Repeat each line exactly as it is written.

== Provided data ==

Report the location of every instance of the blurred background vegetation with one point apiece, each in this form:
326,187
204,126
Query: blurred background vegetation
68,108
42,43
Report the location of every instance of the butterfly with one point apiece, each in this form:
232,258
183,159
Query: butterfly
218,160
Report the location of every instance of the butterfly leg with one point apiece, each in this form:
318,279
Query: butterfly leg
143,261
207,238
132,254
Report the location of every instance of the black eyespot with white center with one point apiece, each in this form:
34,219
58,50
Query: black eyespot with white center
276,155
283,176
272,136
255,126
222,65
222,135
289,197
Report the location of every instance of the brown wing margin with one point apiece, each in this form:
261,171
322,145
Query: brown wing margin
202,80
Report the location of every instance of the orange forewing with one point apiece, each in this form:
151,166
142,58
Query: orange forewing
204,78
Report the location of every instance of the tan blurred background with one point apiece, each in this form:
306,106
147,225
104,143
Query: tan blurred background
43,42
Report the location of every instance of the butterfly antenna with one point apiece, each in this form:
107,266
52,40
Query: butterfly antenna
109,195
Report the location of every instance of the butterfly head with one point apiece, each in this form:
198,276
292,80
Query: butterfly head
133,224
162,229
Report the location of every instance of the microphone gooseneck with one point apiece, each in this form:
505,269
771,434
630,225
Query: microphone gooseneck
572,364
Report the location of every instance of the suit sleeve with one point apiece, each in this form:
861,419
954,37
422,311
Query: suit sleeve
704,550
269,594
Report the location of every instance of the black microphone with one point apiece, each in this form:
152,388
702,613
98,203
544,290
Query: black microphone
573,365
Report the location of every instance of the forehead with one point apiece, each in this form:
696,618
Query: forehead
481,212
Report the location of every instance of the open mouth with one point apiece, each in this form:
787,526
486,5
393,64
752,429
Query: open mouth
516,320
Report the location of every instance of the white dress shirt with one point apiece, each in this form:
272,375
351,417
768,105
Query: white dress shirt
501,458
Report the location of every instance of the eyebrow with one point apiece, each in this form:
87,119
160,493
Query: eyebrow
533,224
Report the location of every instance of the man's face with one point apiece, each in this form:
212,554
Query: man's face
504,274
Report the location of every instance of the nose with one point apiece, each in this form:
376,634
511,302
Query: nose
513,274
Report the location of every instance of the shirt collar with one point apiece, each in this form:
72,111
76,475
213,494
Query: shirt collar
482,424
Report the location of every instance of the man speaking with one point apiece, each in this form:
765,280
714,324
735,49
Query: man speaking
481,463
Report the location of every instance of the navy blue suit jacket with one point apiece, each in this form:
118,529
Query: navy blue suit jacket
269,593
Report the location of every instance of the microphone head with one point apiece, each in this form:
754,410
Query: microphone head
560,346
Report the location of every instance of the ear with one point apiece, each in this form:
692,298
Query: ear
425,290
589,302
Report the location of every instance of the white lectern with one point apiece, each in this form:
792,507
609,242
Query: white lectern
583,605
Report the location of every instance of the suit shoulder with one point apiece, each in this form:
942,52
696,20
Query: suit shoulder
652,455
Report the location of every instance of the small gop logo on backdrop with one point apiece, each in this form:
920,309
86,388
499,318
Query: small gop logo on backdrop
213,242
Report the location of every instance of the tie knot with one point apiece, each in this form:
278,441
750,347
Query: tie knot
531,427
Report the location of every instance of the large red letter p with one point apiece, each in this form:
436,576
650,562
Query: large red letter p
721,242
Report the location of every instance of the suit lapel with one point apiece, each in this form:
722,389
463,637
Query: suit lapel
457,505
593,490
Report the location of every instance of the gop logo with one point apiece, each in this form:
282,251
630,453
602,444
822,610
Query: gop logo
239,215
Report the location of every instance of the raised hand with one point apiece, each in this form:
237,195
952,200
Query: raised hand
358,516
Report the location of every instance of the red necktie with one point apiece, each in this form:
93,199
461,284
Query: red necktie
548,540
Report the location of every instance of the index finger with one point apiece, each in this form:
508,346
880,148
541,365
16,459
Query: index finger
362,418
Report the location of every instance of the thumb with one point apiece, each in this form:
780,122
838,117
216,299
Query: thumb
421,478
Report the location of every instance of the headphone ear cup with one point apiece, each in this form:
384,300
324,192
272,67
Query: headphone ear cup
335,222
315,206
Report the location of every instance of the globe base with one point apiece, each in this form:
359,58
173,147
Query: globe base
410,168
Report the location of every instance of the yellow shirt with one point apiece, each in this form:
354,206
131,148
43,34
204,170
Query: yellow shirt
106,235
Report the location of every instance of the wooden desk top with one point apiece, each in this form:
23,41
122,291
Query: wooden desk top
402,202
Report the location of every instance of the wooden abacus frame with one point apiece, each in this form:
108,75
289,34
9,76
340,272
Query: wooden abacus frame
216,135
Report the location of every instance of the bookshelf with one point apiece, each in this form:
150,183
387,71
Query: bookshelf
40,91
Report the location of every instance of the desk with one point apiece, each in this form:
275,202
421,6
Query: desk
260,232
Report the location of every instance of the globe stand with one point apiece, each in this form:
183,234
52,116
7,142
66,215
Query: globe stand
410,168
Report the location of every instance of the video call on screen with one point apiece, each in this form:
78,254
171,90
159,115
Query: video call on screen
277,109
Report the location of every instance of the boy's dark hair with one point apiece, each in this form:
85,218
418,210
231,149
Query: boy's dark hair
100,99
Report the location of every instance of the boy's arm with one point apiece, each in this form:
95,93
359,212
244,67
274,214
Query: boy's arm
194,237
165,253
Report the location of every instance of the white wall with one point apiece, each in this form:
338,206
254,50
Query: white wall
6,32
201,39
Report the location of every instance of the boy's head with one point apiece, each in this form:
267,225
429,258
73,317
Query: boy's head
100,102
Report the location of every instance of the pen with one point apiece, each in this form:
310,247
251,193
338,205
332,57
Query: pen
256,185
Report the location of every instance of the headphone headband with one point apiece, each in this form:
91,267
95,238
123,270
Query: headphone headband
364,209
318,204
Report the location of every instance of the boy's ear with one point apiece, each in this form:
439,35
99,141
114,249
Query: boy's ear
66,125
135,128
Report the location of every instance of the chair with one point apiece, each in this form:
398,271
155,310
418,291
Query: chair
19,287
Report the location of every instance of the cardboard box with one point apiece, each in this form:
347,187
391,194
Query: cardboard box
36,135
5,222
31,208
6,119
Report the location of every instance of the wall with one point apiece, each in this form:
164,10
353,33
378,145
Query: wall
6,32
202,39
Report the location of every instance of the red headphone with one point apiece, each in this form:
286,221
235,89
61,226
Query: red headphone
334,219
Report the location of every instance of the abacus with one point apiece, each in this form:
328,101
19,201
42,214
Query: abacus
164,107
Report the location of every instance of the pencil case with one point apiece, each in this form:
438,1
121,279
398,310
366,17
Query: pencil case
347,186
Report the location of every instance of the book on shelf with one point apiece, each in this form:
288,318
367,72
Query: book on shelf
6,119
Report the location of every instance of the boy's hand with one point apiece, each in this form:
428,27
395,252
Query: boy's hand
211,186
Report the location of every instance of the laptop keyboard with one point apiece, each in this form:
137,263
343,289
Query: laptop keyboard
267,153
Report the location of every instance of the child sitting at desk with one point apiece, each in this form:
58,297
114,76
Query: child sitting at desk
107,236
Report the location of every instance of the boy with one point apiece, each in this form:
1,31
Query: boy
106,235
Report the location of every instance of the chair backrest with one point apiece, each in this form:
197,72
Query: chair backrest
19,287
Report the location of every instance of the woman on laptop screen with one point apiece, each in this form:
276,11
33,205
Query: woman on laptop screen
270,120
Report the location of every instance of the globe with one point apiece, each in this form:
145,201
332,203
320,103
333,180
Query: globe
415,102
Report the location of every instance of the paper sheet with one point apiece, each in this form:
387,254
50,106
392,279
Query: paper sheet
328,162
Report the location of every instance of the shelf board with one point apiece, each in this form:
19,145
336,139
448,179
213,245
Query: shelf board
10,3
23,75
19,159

===

=== Output ===
Report the location of every instance of the blurred background vegetation with one point apiece, each in this form:
326,187
204,126
Query: blurred background vegetation
68,108
42,43
Report the location of every instance of the butterfly with one point apiece, each in this form:
232,258
183,159
Query: butterfly
218,160
Report the location of every instance of the butterfly leg with one point apiece, each in this form:
318,279
Query: butterfly leg
143,261
207,238
132,254
Report the location of every instance of the black eyespot with white center with one point apiece, each in this form:
34,219
58,50
Query: black eyespot with white center
276,155
283,176
272,136
255,126
222,65
222,135
289,197
Report the location of every instance of the brown wing margin with one point apiece, each in this form:
261,171
322,145
Query: brown wing margin
202,80
Report the location of every instance of the orange forewing with one point apiece, each in this form:
151,166
142,58
Query: orange forewing
204,78
Report the location of every instance of the tan blurred background with one point apiece, each in this form:
306,106
147,225
104,143
Query: tan blurred background
43,42
Report the location of every instance of the butterfly antenna with one point apiece, each in this form:
107,266
52,40
Query: butterfly antenna
109,195
Report the location of every instance of the butterfly head with one point apiece, each in this form:
198,276
292,80
Query: butterfly head
133,224
162,229
Report the location of every instance of the microphone gooseneck with one point apiece, each in this form:
505,269
771,434
630,225
Query: microphone gooseneck
572,364
Report the location of every instance of the suit sleeve with one point apiece, each in this form:
861,419
954,37
422,311
Query: suit sleeve
704,550
269,594
Report the location of every instance of the black microphone with one point apiece, each in this form:
152,388
702,613
98,203
544,290
Query: black microphone
573,365
Report the location of every instance of the forehead with one point apiece, each in this form:
696,618
Query: forehead
481,212
Report the location of every instance of the open mouth with one point apiece, each in this form:
787,526
486,5
393,64
752,429
Query: open mouth
516,320
Report the location of every instance of the white dress shirt with one point apiece, each in this form:
272,375
351,417
768,105
Query: white dress shirt
501,458
Report the location of every instance of the eyebrow with one point apiece, each in this form:
87,119
160,493
Query: eyebrow
533,224
Report the location of every instance of the man's face with one point apiece, each in this form:
212,554
Query: man's face
504,274
Report the location of every instance of the nose with one point apiece, each in this form:
376,634
511,302
Query: nose
513,274
Report the location of every instance of the shirt collar with one point apiece, each in this form:
72,111
76,475
213,494
Query: shirt collar
482,424
Report the location of every instance of the man speaking with one point apiece, each in this form:
765,280
714,324
735,49
Query: man speaking
481,463
Report the location of every instance of the navy blue suit jacket with one point apiece, each in this form:
118,529
Query: navy blue suit jacket
269,593
Report the location of every instance of the microphone head with one point apiece, each in this form:
754,410
Query: microphone head
560,346
Report the location of every instance of the ear with one point apiece, each in this form:
692,298
Query: ear
425,290
589,302
Report the location of every instance of the white lectern with one point apiece, each in this form:
792,507
609,242
Query: white lectern
583,605
Report the location of every instance of the suit shoulder with one point apiece, each in this form:
942,52
696,20
Query: suit shoulder
652,455
Report the location of every instance of the small gop logo on backdrop with one point apiece, each in this form:
920,309
86,388
499,318
Query: small gop logo on backdrop
213,242
Report the location of every instance of the tie knot with one point apiece, each in this form:
278,441
750,347
Query: tie knot
531,427
Report the location of every instance of the large red letter p with one point apiece, each in this form:
436,576
650,562
Query: large red letter p
721,242
Report the location of every instance of the suit lapel with one point apiece, each in this form:
722,389
463,637
Query: suit lapel
457,505
593,490
Report the location of every instance of the gop logo with one point apiece, each in this form:
282,251
630,453
602,444
822,610
Query: gop logo
239,215
Report the location of every instance of the raised hand with one point apiece, each in this form:
237,195
952,200
Query: raised hand
358,516
Report the location of every instance of the red necktie with one point apiece, each in this form:
93,199
461,284
Query: red necktie
548,540
Report the location of every instance of the index finger with one point apiece, each in this form:
508,346
880,148
541,365
16,459
Query: index finger
362,418
Report the location of every instance of the thumb with one point apiece, each in this form:
780,122
838,117
216,299
Query: thumb
421,478
Report the location of every instance of the headphone ear cup with one point apiece, each in this form:
384,300
324,192
272,67
Query: headphone ear cup
335,222
315,206
Report the location of every instance of the globe base with one point apiece, each in this form:
359,58
173,147
Query: globe base
410,168
Report the location of every instance of the yellow shirt with one point apiece, each in this form:
354,206
131,148
43,34
204,170
Query: yellow shirt
106,235
Report the location of every instance of the wooden desk top with one point apiece, each in this form:
23,41
122,291
Query: wooden desk top
402,202
Report the location of every instance of the wooden abacus frame with one point apiece, each in this form:
108,75
289,34
9,76
340,272
Query: wooden abacus frame
216,135
Report the location of every instance of the bookshelf with one point apiece, each in this form:
150,183
387,71
Query: bookshelf
40,91
Report the location of every instance of the desk with one point apiece, each in this form:
275,202
421,6
Query: desk
260,232
Report the location of every instance of the globe stand with one point apiece, each in this form:
183,234
52,116
7,142
66,215
Query: globe stand
410,168
Report the location of every instance of the video call on screen with one point apiece, each in this form:
78,254
171,90
159,115
Query: video call on screen
277,109
Report the location of every instance of the boy's dark hair with one point apiece, each in this form:
85,218
418,210
231,149
Query: boy's dark hair
100,99
Report the location of every instance of the boy's arm with one point apiece, each in this form:
95,93
359,212
244,67
274,214
Query: boy's arm
194,237
165,253
Report the location of every instance of the white wall with one point apiece, each in this form:
338,206
254,50
Query: white wall
6,32
201,39
Report the location of every instance of the boy's head with one point apiece, each in this form:
267,225
429,258
73,317
Query: boy's head
100,102
Report the location of every instance of the pen with one point apiece, each in this form:
310,247
251,193
338,205
332,57
Query: pen
256,185
Report the location of every instance of the headphone headband with one point apiece, each in this form:
91,267
95,238
123,270
Query: headphone headband
364,209
318,204
Report the location of every instance of the boy's ear with one point apiece, each in this form:
439,35
99,141
114,249
Query: boy's ear
66,125
135,128
Report the location of every instance of the chair with one point apiece, each in this form:
398,271
155,310
418,291
Query: chair
19,287
Report the location of every instance of the cardboard box with one point apiece, each in this form:
347,187
391,194
Query: cardboard box
36,135
5,222
31,208
6,119
Report the location of every instance of the wall with one point apiece, each in this form:
164,10
353,33
378,145
Query: wall
6,32
202,39
Report the location of every instance of the red headphone with one point apiece, each in this form:
286,221
235,89
61,226
Query: red headphone
334,219
Report the location of every instance of the abacus with one point apiece, each in this form:
328,101
19,201
42,214
Query: abacus
164,107
Report the location of every instance of the pencil case with one point apiece, each in this form:
438,1
121,279
398,310
366,17
Query: pencil case
347,186
Report the location of every instance of the book on shelf with one point apiece, each in this form:
288,318
367,72
Query: book on shelf
6,119
Report the location of every instance of the boy's hand with one point apiece, each in this form:
428,27
395,252
Query: boy's hand
211,186
Report the location of every instance of the laptop keyboard with one point apiece, each in this form:
137,263
343,289
Query: laptop keyboard
267,153
Report the location of every instance of the child sitting at desk with one point apiece, each in this form:
58,297
114,76
Query: child sitting at desk
107,236
Report the location of every instance of the boy with one point apiece, each in this form:
1,31
Query: boy
106,235
Report the location of every instance of the chair backrest with one point apiece, each in this form:
197,72
Query: chair backrest
19,287
Report the location of every instance of the woman on laptop screen with one point apiece, each in this form:
276,11
33,205
Query: woman on laptop screen
270,120
Report the location of every instance of the globe with one point apiece, each in this form:
145,201
332,203
320,103
333,180
Query: globe
415,102
Report the location of every instance of the paper sheet with one point apiece, each in this form:
387,254
50,106
392,279
Query: paper sheet
328,162
Report the location of every instance of the shelf board with one point apiece, each in this form:
19,145
336,139
448,179
213,245
Query: shelf board
10,3
23,75
19,159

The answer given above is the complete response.